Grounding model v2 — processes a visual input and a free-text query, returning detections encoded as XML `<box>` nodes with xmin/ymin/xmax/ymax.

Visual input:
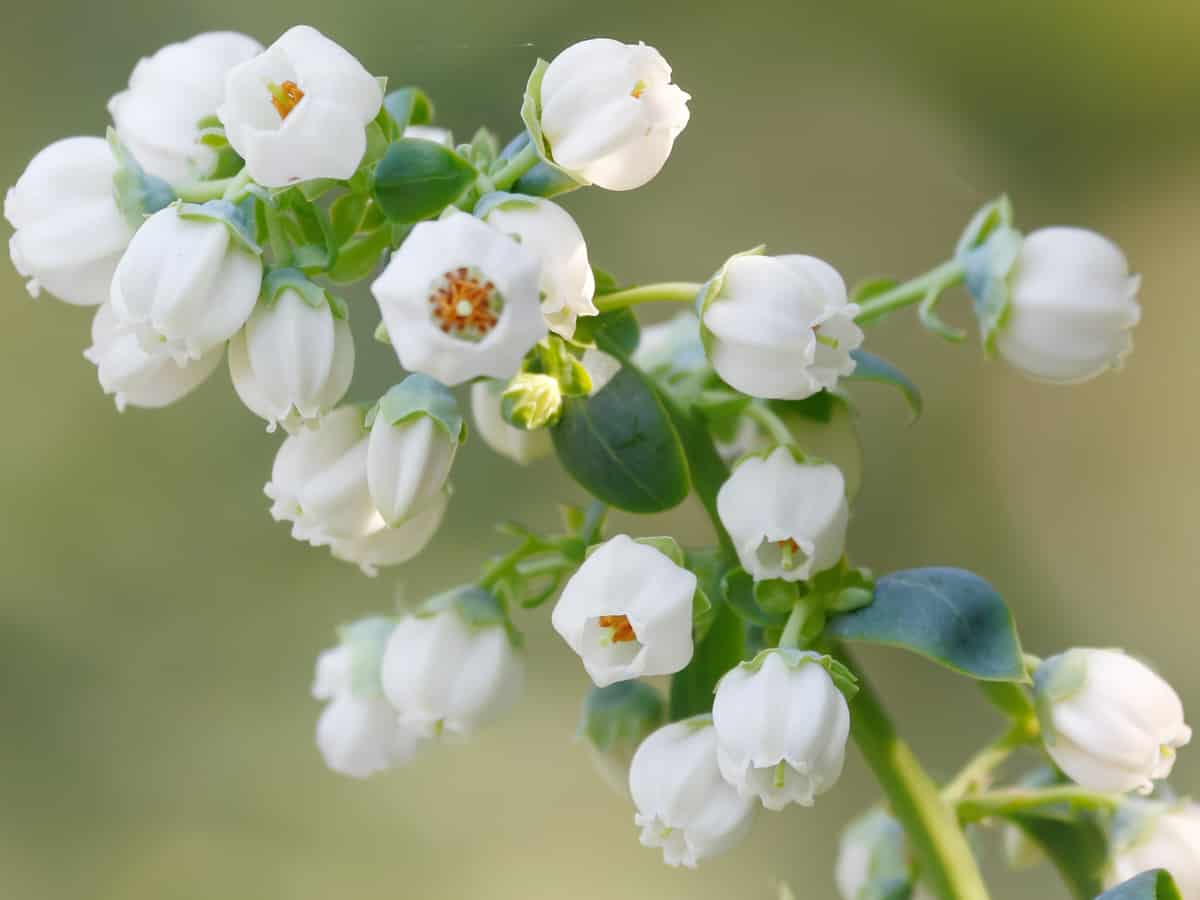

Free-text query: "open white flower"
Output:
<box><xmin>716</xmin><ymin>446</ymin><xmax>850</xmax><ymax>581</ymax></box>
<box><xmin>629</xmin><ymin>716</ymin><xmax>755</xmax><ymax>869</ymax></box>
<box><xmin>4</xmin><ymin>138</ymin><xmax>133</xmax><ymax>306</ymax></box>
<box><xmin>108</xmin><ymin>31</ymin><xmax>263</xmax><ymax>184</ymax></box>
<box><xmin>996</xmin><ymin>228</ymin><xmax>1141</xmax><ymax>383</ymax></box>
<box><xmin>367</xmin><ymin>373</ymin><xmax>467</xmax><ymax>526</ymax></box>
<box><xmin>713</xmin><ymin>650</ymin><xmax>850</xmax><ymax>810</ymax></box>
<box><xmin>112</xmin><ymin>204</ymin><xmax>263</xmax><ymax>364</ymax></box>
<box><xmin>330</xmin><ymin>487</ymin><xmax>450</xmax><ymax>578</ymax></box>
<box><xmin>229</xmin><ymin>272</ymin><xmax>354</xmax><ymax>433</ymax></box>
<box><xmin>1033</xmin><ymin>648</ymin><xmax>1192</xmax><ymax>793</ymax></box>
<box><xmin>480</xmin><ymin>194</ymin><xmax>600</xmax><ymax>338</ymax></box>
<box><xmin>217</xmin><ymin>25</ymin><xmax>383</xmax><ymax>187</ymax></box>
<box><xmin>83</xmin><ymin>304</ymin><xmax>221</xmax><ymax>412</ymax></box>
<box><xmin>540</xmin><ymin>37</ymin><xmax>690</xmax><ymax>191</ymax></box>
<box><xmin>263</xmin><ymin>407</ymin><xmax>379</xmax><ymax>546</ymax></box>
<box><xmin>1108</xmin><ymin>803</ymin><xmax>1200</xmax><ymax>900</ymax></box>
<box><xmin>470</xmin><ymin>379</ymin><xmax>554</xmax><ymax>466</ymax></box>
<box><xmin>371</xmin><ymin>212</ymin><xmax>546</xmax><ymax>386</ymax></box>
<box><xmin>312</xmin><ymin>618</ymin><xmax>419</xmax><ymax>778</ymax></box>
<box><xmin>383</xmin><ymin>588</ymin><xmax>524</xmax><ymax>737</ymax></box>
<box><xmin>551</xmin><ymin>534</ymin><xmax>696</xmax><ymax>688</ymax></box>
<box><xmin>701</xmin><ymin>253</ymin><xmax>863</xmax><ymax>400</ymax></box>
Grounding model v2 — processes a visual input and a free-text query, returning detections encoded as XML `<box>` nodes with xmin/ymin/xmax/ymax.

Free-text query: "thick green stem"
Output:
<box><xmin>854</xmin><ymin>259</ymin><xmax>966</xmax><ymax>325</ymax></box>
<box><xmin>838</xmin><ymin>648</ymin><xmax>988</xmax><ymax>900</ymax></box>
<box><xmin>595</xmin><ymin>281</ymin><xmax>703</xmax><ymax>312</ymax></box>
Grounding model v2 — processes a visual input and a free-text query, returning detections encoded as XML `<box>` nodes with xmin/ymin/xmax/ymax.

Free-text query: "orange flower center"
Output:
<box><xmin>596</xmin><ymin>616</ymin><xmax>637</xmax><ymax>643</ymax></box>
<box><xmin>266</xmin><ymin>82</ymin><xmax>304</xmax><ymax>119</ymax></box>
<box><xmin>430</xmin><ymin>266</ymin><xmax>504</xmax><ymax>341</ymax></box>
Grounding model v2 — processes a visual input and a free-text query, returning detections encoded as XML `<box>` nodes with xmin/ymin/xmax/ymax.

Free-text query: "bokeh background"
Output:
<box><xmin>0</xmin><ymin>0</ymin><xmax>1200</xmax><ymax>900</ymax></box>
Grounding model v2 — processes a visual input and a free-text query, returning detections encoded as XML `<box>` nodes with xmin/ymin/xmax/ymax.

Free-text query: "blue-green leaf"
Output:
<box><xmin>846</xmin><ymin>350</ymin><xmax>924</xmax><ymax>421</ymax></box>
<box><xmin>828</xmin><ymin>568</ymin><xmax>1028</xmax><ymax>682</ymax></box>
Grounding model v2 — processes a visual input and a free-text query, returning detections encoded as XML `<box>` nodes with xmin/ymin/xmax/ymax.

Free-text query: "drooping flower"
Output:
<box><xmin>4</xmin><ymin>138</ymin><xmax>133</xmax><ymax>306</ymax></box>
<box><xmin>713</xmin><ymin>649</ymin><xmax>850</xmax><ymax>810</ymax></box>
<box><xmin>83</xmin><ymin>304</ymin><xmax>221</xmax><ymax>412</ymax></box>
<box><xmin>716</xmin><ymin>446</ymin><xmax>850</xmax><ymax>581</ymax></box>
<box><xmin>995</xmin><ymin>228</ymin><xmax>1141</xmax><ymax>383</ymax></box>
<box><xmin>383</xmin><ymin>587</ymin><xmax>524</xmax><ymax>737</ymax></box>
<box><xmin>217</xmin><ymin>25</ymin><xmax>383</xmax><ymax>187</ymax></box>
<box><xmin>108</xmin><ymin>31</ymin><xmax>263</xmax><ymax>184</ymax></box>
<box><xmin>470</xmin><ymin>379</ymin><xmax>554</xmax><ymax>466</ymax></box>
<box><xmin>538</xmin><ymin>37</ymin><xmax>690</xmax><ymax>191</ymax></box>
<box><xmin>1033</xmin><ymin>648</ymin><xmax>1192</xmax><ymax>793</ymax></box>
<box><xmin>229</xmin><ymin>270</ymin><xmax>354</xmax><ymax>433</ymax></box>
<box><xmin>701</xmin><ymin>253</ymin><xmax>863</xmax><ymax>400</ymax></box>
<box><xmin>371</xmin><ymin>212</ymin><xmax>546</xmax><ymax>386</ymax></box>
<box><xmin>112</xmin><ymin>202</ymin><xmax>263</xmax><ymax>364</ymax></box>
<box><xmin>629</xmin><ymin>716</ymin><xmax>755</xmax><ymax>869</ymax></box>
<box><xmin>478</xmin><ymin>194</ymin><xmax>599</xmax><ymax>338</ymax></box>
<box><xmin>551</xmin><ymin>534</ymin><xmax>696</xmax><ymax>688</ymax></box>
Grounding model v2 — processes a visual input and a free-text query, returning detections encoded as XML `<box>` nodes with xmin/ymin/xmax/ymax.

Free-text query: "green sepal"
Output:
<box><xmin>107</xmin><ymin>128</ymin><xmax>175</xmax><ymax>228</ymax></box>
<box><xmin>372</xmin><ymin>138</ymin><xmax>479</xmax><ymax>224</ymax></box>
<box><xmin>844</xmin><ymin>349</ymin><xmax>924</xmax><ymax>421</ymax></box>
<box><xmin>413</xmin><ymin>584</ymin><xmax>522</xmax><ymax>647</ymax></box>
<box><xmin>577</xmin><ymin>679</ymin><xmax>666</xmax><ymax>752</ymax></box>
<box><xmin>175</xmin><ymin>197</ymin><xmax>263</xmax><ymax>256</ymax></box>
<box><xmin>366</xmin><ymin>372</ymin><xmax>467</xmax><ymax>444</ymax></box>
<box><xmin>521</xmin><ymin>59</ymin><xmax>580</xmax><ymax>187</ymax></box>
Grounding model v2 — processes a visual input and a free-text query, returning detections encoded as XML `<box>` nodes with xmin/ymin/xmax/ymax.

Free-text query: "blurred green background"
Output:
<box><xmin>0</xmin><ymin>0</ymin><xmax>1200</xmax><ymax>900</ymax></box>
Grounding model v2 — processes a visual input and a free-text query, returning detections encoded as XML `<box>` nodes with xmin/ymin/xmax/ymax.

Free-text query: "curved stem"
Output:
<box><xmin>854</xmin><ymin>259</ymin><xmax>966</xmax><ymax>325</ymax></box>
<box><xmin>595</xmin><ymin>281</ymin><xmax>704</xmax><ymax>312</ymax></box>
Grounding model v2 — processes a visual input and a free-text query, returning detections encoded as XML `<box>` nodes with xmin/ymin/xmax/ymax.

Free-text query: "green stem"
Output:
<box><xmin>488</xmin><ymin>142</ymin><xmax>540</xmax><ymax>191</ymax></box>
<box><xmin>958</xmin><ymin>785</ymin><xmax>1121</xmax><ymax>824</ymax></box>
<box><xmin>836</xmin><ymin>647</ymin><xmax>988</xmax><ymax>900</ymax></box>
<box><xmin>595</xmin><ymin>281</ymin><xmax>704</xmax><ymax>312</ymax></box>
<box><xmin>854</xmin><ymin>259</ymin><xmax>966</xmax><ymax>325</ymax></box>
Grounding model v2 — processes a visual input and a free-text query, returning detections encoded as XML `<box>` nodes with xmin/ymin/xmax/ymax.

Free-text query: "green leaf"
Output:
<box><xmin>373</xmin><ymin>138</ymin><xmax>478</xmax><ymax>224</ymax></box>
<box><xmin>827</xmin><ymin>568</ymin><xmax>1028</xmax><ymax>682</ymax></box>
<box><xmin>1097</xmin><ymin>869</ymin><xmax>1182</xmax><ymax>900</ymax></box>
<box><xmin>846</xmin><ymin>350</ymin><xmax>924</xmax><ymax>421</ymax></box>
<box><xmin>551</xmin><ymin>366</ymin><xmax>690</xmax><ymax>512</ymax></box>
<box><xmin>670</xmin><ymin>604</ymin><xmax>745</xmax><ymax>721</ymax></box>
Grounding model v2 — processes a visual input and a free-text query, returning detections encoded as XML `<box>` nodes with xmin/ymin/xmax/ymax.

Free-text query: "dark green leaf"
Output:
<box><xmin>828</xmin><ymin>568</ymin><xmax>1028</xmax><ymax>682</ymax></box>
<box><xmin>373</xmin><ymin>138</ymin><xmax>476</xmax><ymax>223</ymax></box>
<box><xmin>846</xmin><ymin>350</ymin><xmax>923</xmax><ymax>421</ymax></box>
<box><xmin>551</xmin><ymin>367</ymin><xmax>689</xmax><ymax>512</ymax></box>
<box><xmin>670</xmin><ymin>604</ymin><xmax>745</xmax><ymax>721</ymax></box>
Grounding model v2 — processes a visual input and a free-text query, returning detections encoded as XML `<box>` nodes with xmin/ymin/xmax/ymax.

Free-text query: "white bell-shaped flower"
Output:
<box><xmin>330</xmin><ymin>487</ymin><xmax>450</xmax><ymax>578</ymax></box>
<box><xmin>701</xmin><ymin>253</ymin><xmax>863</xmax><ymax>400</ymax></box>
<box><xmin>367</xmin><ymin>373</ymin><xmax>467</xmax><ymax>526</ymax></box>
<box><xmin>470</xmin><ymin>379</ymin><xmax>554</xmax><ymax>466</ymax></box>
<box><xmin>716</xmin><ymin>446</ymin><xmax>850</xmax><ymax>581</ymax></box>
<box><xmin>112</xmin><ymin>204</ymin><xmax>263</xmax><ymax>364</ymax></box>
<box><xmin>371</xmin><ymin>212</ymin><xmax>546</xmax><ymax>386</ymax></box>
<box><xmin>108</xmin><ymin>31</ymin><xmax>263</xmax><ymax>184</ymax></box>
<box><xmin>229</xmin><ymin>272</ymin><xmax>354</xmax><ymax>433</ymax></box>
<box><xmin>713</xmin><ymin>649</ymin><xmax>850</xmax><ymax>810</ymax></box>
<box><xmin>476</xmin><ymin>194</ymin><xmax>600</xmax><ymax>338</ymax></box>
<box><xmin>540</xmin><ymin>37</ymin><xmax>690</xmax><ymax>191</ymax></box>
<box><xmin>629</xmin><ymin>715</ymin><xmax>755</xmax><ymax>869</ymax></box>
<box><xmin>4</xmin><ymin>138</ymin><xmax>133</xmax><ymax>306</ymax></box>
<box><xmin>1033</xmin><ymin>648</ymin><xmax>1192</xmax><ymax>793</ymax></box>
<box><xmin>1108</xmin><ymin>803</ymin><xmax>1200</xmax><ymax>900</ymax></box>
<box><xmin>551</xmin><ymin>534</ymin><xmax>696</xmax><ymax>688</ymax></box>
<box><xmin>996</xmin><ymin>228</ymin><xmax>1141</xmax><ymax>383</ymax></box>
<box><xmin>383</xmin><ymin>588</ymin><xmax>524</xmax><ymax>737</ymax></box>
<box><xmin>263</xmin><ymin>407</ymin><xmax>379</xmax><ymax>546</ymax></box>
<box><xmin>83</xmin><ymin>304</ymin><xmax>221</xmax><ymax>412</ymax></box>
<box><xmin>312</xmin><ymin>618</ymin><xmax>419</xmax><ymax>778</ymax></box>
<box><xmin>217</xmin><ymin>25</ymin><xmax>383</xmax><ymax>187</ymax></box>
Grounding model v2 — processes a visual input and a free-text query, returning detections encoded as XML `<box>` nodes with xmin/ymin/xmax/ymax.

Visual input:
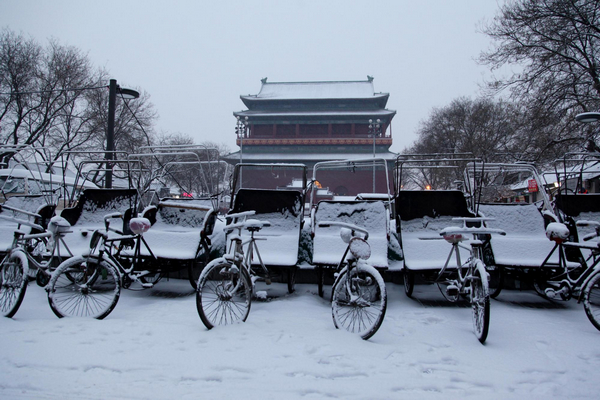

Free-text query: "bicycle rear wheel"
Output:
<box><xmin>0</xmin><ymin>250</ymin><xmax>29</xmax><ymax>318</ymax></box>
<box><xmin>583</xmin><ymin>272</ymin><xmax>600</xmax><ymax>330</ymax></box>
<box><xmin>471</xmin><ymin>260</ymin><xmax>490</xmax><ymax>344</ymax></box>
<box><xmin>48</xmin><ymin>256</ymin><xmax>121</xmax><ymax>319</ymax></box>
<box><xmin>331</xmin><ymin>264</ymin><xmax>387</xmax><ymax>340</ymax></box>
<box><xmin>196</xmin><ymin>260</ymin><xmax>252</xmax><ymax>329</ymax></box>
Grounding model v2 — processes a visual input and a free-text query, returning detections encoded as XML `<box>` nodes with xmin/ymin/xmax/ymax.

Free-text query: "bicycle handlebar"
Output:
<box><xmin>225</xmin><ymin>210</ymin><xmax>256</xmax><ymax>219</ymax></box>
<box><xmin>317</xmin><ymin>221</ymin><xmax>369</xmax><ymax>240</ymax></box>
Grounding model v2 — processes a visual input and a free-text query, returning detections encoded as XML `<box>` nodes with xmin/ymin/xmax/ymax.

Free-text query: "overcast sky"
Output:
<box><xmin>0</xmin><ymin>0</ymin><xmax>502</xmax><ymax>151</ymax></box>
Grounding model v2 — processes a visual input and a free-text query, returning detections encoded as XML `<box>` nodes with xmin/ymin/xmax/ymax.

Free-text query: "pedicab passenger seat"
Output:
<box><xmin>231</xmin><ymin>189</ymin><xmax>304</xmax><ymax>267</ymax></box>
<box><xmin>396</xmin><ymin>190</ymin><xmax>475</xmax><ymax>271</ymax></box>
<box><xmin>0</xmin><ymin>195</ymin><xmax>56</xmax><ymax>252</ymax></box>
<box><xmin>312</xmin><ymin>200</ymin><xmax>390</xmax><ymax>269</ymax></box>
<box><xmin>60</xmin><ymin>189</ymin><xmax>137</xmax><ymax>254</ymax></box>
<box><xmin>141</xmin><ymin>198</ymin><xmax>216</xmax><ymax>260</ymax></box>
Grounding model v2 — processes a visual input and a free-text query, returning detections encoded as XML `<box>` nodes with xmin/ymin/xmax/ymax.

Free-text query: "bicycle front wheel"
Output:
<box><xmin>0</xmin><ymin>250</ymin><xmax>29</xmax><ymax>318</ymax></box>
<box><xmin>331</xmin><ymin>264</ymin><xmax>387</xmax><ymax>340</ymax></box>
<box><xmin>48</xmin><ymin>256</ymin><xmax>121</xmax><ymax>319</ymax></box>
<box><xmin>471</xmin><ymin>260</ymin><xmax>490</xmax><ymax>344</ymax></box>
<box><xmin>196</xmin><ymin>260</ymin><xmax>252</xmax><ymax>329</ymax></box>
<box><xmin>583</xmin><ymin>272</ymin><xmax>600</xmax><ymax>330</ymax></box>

════

**What is expected**
How many lines of the data above contain the word "green"? Give only the number.

**Answer to the exercise**
7